# Written problem:
What is needed here is an exact copy of every entry.

Part of a data file:
----

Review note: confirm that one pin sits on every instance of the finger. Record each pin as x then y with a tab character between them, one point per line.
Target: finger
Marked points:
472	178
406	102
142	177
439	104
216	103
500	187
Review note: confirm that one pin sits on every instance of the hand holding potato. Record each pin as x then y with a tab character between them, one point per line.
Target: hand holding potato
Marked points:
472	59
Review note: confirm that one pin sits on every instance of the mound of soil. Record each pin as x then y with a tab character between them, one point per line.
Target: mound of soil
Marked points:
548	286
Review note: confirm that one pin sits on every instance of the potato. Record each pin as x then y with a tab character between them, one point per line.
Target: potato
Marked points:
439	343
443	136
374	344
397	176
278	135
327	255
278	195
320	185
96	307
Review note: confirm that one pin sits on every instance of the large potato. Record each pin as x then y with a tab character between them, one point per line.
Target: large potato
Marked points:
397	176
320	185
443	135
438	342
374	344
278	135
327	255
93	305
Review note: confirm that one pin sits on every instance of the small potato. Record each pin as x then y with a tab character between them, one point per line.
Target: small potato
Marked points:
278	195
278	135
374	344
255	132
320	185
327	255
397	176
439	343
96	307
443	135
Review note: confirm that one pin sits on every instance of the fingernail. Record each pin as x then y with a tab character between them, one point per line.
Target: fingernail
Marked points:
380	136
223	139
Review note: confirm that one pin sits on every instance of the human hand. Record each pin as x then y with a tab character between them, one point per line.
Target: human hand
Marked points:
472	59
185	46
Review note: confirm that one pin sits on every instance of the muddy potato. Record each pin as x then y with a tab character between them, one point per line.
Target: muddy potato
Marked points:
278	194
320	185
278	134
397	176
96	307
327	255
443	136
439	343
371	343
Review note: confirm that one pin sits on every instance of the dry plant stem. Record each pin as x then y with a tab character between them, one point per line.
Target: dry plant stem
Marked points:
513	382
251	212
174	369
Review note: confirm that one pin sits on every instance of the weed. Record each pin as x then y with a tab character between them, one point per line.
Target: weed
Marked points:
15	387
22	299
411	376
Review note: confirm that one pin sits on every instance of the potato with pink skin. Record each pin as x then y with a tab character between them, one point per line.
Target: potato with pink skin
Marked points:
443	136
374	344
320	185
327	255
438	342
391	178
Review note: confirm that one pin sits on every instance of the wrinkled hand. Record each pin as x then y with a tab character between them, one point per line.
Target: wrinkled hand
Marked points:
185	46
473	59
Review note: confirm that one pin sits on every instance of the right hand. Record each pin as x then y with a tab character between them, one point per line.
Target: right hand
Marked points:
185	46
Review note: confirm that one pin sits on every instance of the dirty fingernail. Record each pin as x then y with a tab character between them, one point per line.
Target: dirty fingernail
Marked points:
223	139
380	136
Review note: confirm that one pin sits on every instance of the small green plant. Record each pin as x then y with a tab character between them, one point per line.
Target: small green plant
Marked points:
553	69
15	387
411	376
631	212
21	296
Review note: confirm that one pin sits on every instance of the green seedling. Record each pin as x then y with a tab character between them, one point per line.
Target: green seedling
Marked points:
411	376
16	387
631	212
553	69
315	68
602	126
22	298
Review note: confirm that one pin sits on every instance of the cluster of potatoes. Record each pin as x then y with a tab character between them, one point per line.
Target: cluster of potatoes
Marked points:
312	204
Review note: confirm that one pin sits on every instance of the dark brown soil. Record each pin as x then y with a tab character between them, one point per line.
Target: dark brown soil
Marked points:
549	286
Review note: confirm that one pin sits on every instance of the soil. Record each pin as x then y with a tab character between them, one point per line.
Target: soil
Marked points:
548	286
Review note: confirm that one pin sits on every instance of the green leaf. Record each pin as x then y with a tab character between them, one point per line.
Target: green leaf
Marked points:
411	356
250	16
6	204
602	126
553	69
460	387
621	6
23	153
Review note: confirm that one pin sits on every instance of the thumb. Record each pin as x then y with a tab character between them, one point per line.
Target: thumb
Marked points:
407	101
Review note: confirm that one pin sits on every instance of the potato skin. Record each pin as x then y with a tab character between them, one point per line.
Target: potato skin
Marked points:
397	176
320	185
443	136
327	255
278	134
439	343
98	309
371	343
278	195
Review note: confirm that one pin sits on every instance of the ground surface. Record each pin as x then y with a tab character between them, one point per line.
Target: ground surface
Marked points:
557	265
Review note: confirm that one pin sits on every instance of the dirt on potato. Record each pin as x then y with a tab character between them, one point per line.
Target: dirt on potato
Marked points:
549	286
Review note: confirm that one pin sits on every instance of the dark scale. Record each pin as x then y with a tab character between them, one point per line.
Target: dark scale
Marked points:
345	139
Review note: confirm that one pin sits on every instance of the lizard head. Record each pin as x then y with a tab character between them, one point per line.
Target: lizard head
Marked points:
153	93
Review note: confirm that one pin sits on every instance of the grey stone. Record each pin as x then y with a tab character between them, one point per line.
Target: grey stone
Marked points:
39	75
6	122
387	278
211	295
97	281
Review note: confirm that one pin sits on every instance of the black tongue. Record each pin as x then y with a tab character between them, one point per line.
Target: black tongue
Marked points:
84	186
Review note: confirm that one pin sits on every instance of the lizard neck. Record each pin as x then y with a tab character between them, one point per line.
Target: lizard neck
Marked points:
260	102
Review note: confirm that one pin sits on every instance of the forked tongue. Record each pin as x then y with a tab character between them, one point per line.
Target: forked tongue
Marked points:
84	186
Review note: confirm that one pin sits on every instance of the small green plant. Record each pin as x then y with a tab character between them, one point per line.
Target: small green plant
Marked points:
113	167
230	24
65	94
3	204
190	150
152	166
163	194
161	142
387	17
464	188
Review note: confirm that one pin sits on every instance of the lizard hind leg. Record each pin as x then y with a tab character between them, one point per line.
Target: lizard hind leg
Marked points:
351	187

----

# Written reply:
Review note: confirm that one pin sits on every instance of the finger. Record each pin as x then y with a tab character between them, one point per line.
Target: finger
Marked points:
472	178
406	102
142	177
439	104
216	103
500	187
Review note: confirm that one pin sits on every instance of the hand holding potato. Record each pin as x then y with a tab character between them, one point per line.
Target: hand holding potato
Marked points:
472	59
Review note: confirm that one pin sits on every instance of the mound of soil. Record each pin as x then y with a tab character between them, one point per line.
Target: mound of soil
Marked points:
548	286
Review note: confirm that one pin sits on every instance of the potato. Record each pin as x then y with a tab character between them, one point per line.
Target: potato
Marked points:
439	343
443	136
374	344
397	176
278	135
327	255
278	195
320	185
96	307
Review note: confirm that one pin sits on every instance of the large potato. Record each pin as x then y with a tab character between them, one point per line.
Target: large potato
Marked points:
397	176
320	185
443	135
438	342
374	344
278	135
327	255
93	305
Review note: confirm that one pin sits on every instance of the small potato. Record each pin as x then y with a tab character between them, one point per line.
Target: small potato
Marked points:
278	195
278	135
374	344
255	132
320	185
327	255
397	176
439	343
96	307
443	135
Review note: confirm that one pin sits on every instance of the fingernail. Record each pin as x then y with a tab character between them, one point per line.
Target: fingernail
Marked points:
380	136
223	139
Review note: confirm that one pin sits on every instance of the human hand. Record each pin as x then y with a tab character between them, one point per line.
Target: human hand
Marked points:
472	59
185	46
Review note: confirm that one pin sits on every instance of the muddy potato. Record each pin as x then y with a tab character between them, one point per line.
Target: muddy potato
Marked points:
278	194
320	185
278	134
397	176
96	307
327	255
443	136
439	343
371	343
Review note: confirm that one pin sits on every instance of the dry plant stem. Record each pin as x then y with a tab character between them, one point per line.
Target: dry plant stem
Marked points:
513	382
251	212
174	369
Review note: confirm that one pin sits on every instance of the weed. Record each pin as x then y with a tab character between them, one point per line.
Target: weed
Marked points:
15	387
22	299
411	376
Review note: confirm that one pin sits on every instance of the potato with pink skin. Record each pin as x then y with a tab character between them, one point per line.
Target: potato with pink skin
Marked points:
443	136
374	344
320	185
327	255
438	342
391	178
Review note: confirm that one pin sits on every instance of the wrinkled hand. Record each pin as x then y with a tab character between them, one point per line.
Target: wrinkled hand
Marked points:
185	46
473	59
Review note: confirm that one pin sits on every instance of the right hand. Record each pin as x then y with a tab character between them, one point per line.
Target: right hand
Marked points:
185	46
Review note: confirm that one pin sits on every instance of the dirty fingernail. Record each pin as x then y with a tab character between them, one point per line.
Target: dirty fingernail
Marked points:
223	139
380	136
Review note: confirm that one pin sits on every instance of the small green plant. Record each pin as x then y with a tab character between them, one point per line.
Target: small green plant
Marked points:
553	69
15	387
411	376
631	212
21	296
Review note: confirm that one pin sits on every instance of the green seedling. Record each pin as x then y with a tab character between them, one point per line.
Target: green seedling
Marked points:
411	376
16	387
631	212
553	69
315	68
602	126
22	298
Review note: confirm that one pin sits on every instance of the cluster of potatoes. Record each pin as x then y with a tab character between them, one point per line.
Target: cluster of potatoes
Marked points:
312	204
Review note: confirm that one pin sits on every instance of the dark brown soil. Record each pin as x then y with a tab character between them, one point per line.
Target: dark brown soil
Marked points:
549	286
Review note: confirm that one pin sits on every instance of the soil. Record each pin as x then y with a tab character between them, one point per line.
Target: soil
Marked points:
548	286
Review note: confirm that one pin sits on every instance of the green leaf. Record each pin as x then y with a tab character between them, one point per line.
Target: green leaf
Marked points:
411	356
250	16
6	204
602	126
553	69
460	387
621	6
23	153
Review note: confirm that one pin sits on every instance of the thumb. Record each pin as x then y with a tab character between them, one point per line.
Target: thumb
Marked points:
407	101
Review note: confirm that one pin sits on every instance of the potato skin. Record each pin as x then y with a tab character between them, one point per line.
Target: potato skin
Marked points:
397	176
320	185
443	136
327	255
278	134
439	343
98	309
371	343
278	195
Review note: confirm that one pin sits on every instance of the ground surface. Record each pin as x then y with a tab character between them, one point per line.
Target: ground surface
Marked points:
557	265
Review note: confirm that one pin sits on every instance of the dirt on potato. Record each pin as x then y with a tab character between them, one point per line.
Target: dirt on potato
Marked points:
549	286
Review note: confirm that one pin sits on every instance of the dark scale. Record each pin as x then y with a tab character between them, one point per line.
Target: dark scale
Marked points:
345	139
Review note: confirm that one pin sits on every instance of the lizard head. Record each pin as x then y with a tab character between them, one point per line.
Target: lizard head
Marked points:
153	93
Review note: confirm that one pin sits on every instance of the grey stone. Record each pin as x then y with a tab character between them, one point per line.
Target: grey stone
Marked points:
39	75
6	122
387	278
211	295
97	281
Review note: confirm that one pin sits on every instance of the black tongue. Record each pin as x then y with a tab character between them, one point per line.
Target: black tongue
Marked points:
84	186
Review note: confirm that one pin sits on every instance of the lizard neck. Record each pin as x then y with a tab character between them, one point per line.
Target: lizard neck
Marked points:
260	102
Review note: confirm that one pin sits on every instance of the forked tongue. Record each pin as x then y with a tab character between them, one point per line.
Target: forked tongue
Marked points:
84	186
Review note: confirm that one pin sits on every instance of the small green plant. Record each pin as x then y with a tab character between them, one point per line.
Target: small green plant
Marked points:
113	167
230	24
65	94
3	204
190	150
152	166
163	194
161	142
387	17
464	188
Review note: confirm that one pin sits on every instance of the lizard hind leg. Record each pin as x then y with a tab character between them, one point per line.
Target: lizard hind leg
Marked points:
351	187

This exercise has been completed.